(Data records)
_ _ _ _ _ _ _
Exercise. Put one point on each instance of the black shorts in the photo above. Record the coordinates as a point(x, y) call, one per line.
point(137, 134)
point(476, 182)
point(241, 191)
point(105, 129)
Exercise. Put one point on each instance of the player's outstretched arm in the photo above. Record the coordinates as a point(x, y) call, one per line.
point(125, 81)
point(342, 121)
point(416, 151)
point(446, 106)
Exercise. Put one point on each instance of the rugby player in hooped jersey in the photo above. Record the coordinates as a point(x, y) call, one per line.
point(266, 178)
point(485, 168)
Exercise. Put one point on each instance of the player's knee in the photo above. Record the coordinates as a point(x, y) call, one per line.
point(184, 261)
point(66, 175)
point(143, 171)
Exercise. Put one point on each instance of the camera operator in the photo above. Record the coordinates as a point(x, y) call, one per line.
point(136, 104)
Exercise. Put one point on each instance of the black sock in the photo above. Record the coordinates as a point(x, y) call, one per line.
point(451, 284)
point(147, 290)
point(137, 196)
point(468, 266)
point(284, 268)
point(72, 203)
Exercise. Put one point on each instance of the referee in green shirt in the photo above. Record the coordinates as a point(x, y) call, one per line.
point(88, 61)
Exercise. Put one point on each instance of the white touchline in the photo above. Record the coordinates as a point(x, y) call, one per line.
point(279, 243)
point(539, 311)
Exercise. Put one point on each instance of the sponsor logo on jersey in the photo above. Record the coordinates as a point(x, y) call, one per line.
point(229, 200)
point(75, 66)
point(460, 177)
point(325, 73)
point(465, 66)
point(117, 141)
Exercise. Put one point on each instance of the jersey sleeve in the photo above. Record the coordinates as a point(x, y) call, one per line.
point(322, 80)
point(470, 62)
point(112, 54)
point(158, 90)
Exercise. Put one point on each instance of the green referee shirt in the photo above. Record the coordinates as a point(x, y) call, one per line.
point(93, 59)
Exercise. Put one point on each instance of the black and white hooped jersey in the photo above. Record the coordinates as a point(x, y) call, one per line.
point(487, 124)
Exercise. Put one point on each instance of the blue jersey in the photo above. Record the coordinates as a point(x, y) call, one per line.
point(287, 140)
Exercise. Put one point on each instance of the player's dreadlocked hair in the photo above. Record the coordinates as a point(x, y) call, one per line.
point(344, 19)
_ _ _ _ _ _ _
:: Prompt ::
Transcribe each line above exactly; skip none.

:: Result below ::
Exercise. Put one point on each instance of the black shorts in the photo above. Record the coordinates as a point(x, y) call, one per line.
point(137, 134)
point(476, 182)
point(241, 191)
point(105, 129)
Exercise. Put one point on each instance of the player's outstretched arm in the photo above. Record the coordinates as a point(x, y) call, one per line.
point(125, 81)
point(342, 121)
point(416, 151)
point(446, 106)
Exercise. Put one point on each instance of the rugby player in hooped jersey in the photo above. Record the coordinates as a point(x, y) call, one per line.
point(266, 178)
point(485, 168)
Exercise. Put one point on each instance of the player's knee in the photo above. Record the coordinates as a point(x, y) call, one per line.
point(184, 261)
point(66, 175)
point(143, 171)
Exercise. Put one point on each instance of the camera operator in the photo above. Record the coordinates as a point(x, y) call, one per line.
point(136, 104)
Exercise. Put one point on each instance of the black sock in the photo above. Record the coordinates as a point(x, y) call, one per line.
point(451, 284)
point(147, 290)
point(137, 196)
point(468, 266)
point(284, 268)
point(72, 203)
Exercise. Put one point on each instance of the referee in green shirt in the photo above. Record the coordinates as a point(x, y) call, one per line.
point(88, 61)
Exercise. Put one point on each instance of the white touchline in the photo above. Record the coordinates as a point(x, y) call, one per line.
point(279, 243)
point(539, 311)
Exercise. Put one point on each instance of the sponsor logo on jersey in the photo above. Record the coordinates as a point(x, y) call, one per line.
point(229, 200)
point(75, 66)
point(460, 177)
point(325, 73)
point(465, 66)
point(117, 141)
Exercise. Put one point on each instance of the jersey sleeve in the photo above. Record the coordinates as a point(x, y) call, one per line.
point(322, 80)
point(470, 62)
point(112, 54)
point(158, 90)
Exercise. Put one point on each instance of the green referee shirt in the photo above. Record the coordinates as a point(x, y) call, one per line.
point(93, 59)
Exercise. Put one point on each instance of the black and white hooped jersey in the photo above. Record the coordinates as a point(x, y) call, one per line.
point(487, 124)
Exercise. Put one point on each instance of the blue jersey in the photo above. Record the coordinates as a point(x, y) call, one per line.
point(287, 140)
Exercise. Put one point on each instance of the player's dreadlocked hair in the photo above. Record the coordinates as a point(x, y) call, one per line.
point(344, 19)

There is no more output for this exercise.